◆ THE PROBLEM:
Please restate each entry that follows word for word.

◆ RECORD SET:
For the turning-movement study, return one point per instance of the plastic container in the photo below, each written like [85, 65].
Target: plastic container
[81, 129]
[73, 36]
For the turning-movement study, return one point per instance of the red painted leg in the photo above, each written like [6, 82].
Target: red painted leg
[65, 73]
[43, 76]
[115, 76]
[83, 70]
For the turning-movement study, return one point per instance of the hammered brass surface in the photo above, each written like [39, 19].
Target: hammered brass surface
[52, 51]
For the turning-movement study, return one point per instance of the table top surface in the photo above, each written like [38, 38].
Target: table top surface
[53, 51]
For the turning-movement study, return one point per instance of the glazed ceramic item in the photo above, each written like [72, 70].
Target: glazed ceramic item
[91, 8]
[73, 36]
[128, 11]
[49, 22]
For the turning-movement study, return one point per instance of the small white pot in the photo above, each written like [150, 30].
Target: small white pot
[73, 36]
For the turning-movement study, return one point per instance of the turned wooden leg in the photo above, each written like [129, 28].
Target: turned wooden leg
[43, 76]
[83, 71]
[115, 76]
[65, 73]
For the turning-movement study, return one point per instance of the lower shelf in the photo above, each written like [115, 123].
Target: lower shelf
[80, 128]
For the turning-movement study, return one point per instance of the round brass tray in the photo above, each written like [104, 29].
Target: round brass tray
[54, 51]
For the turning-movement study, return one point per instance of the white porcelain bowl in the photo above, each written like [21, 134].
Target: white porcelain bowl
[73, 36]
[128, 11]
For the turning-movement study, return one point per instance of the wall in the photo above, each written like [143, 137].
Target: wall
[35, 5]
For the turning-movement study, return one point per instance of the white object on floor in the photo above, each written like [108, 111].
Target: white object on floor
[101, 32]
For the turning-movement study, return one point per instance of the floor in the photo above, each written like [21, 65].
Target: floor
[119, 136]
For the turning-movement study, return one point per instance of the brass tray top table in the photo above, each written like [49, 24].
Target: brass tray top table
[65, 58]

◆ WRITTEN ANSWER:
For the turning-movement study, return one point per instance of the plastic container in the photo below, each written like [85, 65].
Target: plastic container
[81, 129]
[73, 36]
For the turning-movement study, return one point per instance of the red painted leg in the photo above, each written like [6, 82].
Target: red painted leg
[65, 73]
[43, 76]
[115, 76]
[83, 70]
For the turning-movement study, return one point per instance of the hammered brass surface in the photo above, each written like [39, 19].
Target: hammered brass surface
[52, 51]
For the turning-movement study, return one point per instance of the table top surface in the photo above, each written like [38, 38].
Target: table top surface
[53, 51]
For the turning-movement study, return one point per instance of the glazed ceramic item in the photo above, each written like [72, 70].
Target: glazed ceramic item
[91, 8]
[73, 36]
[128, 11]
[49, 22]
For the turning-movement study, return one point per instance of the small white pot in the photo above, each written like [150, 30].
Target: small white pot
[73, 36]
For the turning-movement study, return one point per instance of the turned wooden leg in the photo above, each written like [129, 28].
Target: turned wooden leg
[43, 76]
[83, 71]
[115, 76]
[65, 73]
For the turning-movement study, return one point per instance of the lower shelf in the photo above, each written like [115, 123].
Target: lower shelf
[80, 128]
For the turning-movement study, return one point per instance of the round brass tray in the photo above, each written like [104, 29].
Target: round brass tray
[54, 51]
For the turning-movement study, return one point per instance of the white porcelain bowl in the photo above, each written like [21, 134].
Target: white porcelain bowl
[73, 36]
[128, 11]
For the turning-movement study, return one point per instance of the wall in the photo above, each written like [143, 137].
Target: wall
[35, 5]
For the turning-movement study, return one point per instance of the white object on floor in the photo above, each written like [108, 111].
Target: white object on floor
[101, 32]
For the turning-movement study, return one point per instance of the floor in the photo above, each written like [21, 65].
Target: floor
[119, 136]
For the turning-movement study, return one point per instance of the brass tray top table in the photo above, each written like [49, 24].
Target: brass tray top table
[65, 58]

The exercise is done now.